# [TEXT SEGMENT]
+ + + +
Tuesday, May 09, 2023

Novel econometric method for non-linear and relatively non-stationary variables: Prony method (signal processing) with Python

The following data analysis is estimating the daily return (natural log difference) of the foreign exchange rate (FX) of Euro (EUR) based on US-Dollar (USD) from 1997 to 2023.

The signal processing of the entire time period from January 1997 to 8th May 2023:

The signal processing representing the last one year (to 8th of May, 2023)


The signal processing representing the last one year (to 17th of May, 2023) (IntervalRange=10  ### adjust! )


The data analysis introduced here is the brand-new approach to the financial economics which often involves non-linear variables with an exponentially expanding/decaying signal which the conventional econometric methods tend to struggle dealing with.

In terms of the non-linear signal processing like approach, many financial data analysts have adapted Fourier transfer. However, Fourier transfer has a critical disadvantage of dealing with the non-stable signal as shown in these graphs and failing to detect more than one signal frequencies close to each other.

This brand-new method adapts the signal processing method called Prony method invented by Baron Gaspard Clair François Marie Riche de Prony (22 July 1755 – 29 July 1839)

 


De Prony was the mathematician famous at the contemporary time period of when Fourier was alive. Fourier method has been popular for a long time period mainly because of the convenience with a limited computational capability. Nevertheless, the current advancement of computational mathematics has enabled to apply Prony method to the advanced mathematical data analyses.

Prony method is advantageous to detect various signal frequencies with their amplitude (coefficient) even for an unstable signal processing. Through the time length, it can describe various waving formations of a time series. For example, the seasonality and the event risk can be detected by observing these varying trends.
+ + + +
(Data listing)
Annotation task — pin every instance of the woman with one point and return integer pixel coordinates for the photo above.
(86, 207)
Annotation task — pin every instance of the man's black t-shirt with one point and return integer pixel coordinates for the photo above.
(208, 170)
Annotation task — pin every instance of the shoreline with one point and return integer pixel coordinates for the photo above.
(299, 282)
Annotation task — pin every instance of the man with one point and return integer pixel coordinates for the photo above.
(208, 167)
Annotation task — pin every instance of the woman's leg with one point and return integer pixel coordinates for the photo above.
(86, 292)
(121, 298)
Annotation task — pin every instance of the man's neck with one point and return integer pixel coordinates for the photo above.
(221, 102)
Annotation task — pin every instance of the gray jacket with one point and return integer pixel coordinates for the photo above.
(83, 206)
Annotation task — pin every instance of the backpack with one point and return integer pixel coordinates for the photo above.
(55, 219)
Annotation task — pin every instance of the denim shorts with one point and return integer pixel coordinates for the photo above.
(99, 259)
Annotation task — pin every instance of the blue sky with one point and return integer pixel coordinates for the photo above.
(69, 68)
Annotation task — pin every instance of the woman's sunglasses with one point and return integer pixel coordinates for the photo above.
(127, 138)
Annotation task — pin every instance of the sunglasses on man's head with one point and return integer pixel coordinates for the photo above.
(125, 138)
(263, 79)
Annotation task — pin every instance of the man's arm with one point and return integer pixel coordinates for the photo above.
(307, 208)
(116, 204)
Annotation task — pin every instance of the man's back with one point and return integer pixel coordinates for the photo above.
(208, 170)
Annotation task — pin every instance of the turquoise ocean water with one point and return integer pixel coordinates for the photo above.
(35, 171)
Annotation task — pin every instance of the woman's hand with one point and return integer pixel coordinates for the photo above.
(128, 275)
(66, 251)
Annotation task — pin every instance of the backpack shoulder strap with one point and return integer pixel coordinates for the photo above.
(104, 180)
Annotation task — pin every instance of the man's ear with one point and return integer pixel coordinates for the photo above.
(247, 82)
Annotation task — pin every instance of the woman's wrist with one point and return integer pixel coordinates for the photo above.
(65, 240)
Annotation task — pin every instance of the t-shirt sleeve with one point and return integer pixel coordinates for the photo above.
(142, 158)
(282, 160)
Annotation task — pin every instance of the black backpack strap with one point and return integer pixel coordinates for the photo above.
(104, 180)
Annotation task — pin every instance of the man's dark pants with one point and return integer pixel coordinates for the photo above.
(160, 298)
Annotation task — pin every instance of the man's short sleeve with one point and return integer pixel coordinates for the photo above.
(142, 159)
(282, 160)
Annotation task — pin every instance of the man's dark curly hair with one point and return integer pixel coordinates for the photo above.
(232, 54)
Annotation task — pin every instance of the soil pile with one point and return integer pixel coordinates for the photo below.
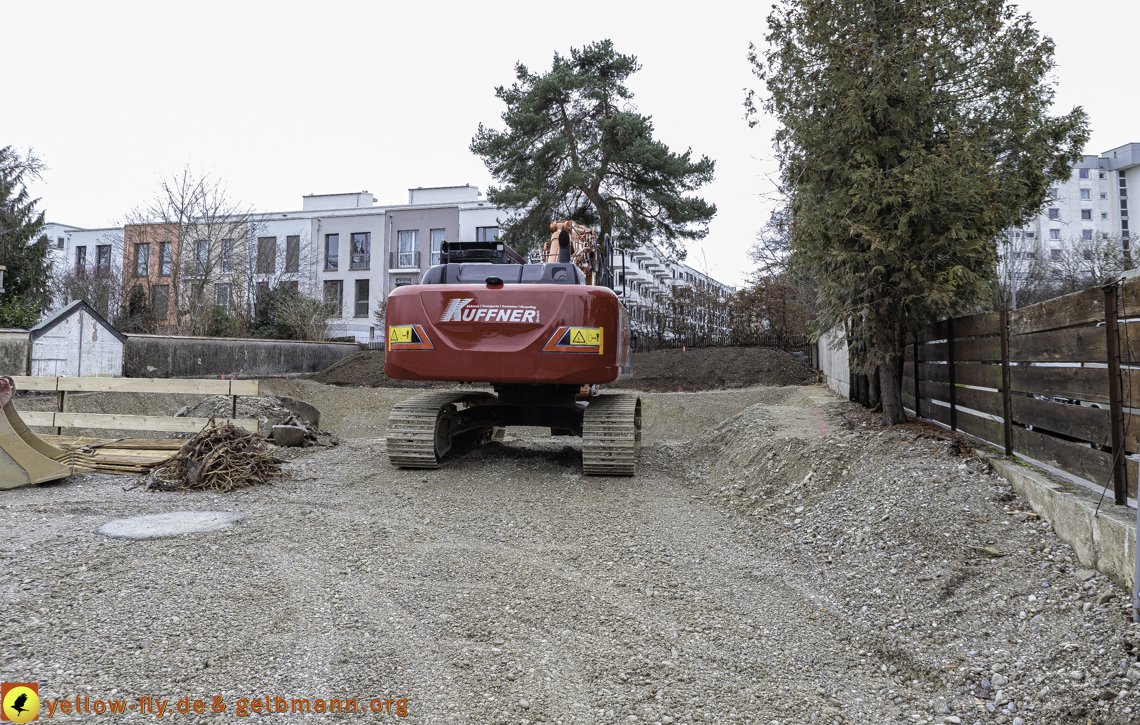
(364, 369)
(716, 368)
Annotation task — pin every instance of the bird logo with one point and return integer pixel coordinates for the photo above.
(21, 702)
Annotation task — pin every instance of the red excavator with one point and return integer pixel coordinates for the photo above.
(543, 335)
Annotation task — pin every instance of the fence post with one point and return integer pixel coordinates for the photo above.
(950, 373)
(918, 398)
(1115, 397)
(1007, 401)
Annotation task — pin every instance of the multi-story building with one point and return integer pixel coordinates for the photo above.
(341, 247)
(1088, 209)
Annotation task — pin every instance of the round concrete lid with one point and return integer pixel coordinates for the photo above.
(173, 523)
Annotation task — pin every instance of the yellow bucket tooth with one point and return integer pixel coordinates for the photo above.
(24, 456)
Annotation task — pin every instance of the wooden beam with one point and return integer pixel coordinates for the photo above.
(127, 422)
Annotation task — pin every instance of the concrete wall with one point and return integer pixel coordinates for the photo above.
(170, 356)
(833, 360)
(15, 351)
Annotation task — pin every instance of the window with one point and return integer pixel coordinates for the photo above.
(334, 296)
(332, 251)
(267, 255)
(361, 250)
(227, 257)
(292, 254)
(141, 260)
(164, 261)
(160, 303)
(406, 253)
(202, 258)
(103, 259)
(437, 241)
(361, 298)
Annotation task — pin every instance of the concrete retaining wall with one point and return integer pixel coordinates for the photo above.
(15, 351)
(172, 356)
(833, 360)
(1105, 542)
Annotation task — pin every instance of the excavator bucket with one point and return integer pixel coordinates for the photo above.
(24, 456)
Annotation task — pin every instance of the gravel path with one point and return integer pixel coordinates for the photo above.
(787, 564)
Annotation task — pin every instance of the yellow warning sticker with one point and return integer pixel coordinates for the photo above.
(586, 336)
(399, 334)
+ + + +
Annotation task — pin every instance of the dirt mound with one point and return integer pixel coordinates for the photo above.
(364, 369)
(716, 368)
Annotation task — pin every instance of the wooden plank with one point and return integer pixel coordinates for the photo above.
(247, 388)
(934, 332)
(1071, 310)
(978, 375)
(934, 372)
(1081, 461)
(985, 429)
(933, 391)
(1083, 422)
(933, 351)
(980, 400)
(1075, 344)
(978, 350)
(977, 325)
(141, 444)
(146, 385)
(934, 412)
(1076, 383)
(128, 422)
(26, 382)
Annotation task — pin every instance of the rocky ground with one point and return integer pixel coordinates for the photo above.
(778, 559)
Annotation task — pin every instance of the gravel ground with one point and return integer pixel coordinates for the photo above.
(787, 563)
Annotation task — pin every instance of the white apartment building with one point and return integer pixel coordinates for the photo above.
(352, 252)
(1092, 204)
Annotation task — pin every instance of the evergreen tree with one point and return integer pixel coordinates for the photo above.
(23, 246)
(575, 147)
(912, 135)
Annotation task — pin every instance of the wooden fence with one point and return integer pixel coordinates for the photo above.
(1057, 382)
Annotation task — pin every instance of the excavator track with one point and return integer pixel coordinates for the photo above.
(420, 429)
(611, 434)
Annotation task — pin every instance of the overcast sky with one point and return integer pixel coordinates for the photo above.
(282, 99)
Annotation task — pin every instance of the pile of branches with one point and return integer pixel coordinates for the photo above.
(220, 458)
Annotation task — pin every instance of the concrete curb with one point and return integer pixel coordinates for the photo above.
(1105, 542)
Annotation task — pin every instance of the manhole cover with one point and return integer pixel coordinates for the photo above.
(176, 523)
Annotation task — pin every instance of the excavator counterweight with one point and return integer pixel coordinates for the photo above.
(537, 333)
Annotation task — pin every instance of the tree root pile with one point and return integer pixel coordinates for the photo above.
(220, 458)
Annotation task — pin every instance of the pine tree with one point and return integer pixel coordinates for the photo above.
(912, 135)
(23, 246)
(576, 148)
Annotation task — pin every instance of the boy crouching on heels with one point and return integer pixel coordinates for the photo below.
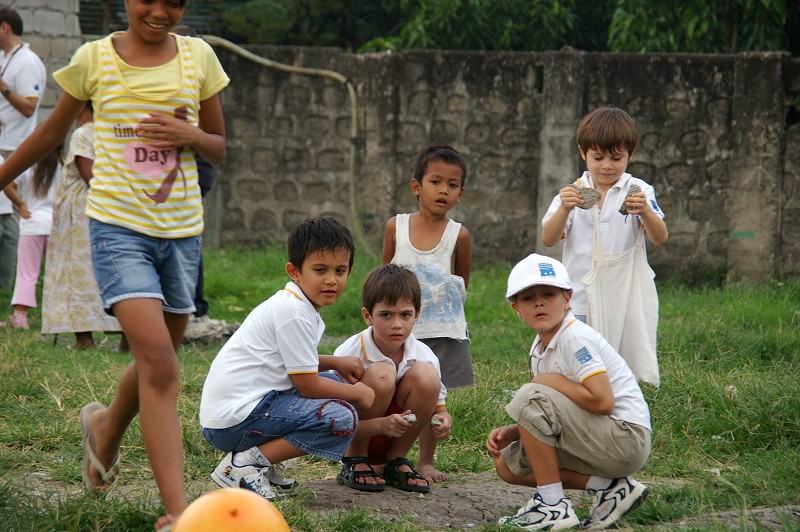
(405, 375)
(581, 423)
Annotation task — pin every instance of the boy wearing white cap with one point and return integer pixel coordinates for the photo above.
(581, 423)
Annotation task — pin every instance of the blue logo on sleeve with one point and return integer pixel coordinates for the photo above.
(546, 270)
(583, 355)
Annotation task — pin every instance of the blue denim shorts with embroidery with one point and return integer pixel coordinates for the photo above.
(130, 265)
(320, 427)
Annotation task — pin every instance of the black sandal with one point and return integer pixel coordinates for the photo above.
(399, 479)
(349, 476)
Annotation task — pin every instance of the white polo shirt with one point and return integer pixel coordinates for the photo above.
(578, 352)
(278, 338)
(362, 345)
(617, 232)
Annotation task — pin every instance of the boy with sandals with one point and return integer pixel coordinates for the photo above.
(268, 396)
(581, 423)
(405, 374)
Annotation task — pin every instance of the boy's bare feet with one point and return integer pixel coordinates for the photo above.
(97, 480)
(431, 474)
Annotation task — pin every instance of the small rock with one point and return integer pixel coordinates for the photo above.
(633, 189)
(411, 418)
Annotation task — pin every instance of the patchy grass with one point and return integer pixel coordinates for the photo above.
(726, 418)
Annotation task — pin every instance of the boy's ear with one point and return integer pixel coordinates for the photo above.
+ + + +
# [PARTS OF THE EXERCISE]
(a) Repeat word for word the part of the Prony method article running from "Tuesday, May 09, 2023" to "8th of May, 2023)".
(b) According to the Prony method article, why was the Fourier method popular for a long time?
(c) Carry on writing the article on the Prony method, starting right after its final sentence.
The lines in the data listing are separate from the article on the Prony method.

# [ANSWERS FOR THIS EXERCISE]
(a)
Tuesday, May 09, 2023

Novel econometric method for non-linear and relatively non-stationary variables: Prony method (signal processing) with Python

The following data analysis is estimating the daily return (natural log difference) of the foreign exchange rate (FX) of Euro (EUR) based on US-Dollar (USD) from 1997 to 2023.

The signal processing of the entire time period from January 1997 to 8th May 2023:

The signal processing representing the last one year (to 8th of May, 2023)

(b) It was convenient when computational capability was limited.

(c)
The conventional financial economic models are limited to finding one coefficient of the autocorrelation of either a variable or its error-terms/residuals. Furthermore, they are biased while dealing with a variable where no convergence can be proven. In contrast, this estimate based on Prony method figures out the entire dynamic movement of a variable. 

I have just started studying about this novel econometric method so that I admit that both my understanding and my implementation are still incomplete, and its improvement is quite likely to be required. At the same time, I am confident in having understood the core concept and the fundamentally required mathematical methods. Therefore, I have produced my Python codes implementing this data analysis method. 

The following Python codes implement Prony method (Subspace method) to generate the signal processing model of the daily return (log-difference) of EUR/USD. This includes all the necessary functions such as Hankel matrix, finding Eigenvalues with Verndermonde matrices, Singular Value Decomposition (SVD), the matrix pencil method (MPM) to find the coefficients and the signal frequencies, and the total least square (TLS) to specify the amplifier coefficients and the signal frequencies. 

# Execute this cell to have access to the API of Frankfurter App
import requests
import json

# importing necessary tools
import matplotlib.pyplot as plt
import networkx as nx
import numpy as np
import pandas as pd
import random
import statistics
import scipy.linalg
from numpy import linalg as LA
from scipy.stats import qmc
from scipy.optimize import newton
from scipy import stats
import statsmodels.formula.api as sm

import math
import cmath

from scipy.linalg import hankel

import scipy.odr
from scipy import odr

# Showing the plots bigger
plt.rcParams["figure.figsize"] = (12,6)

# defining complex number
i=complex(0,1)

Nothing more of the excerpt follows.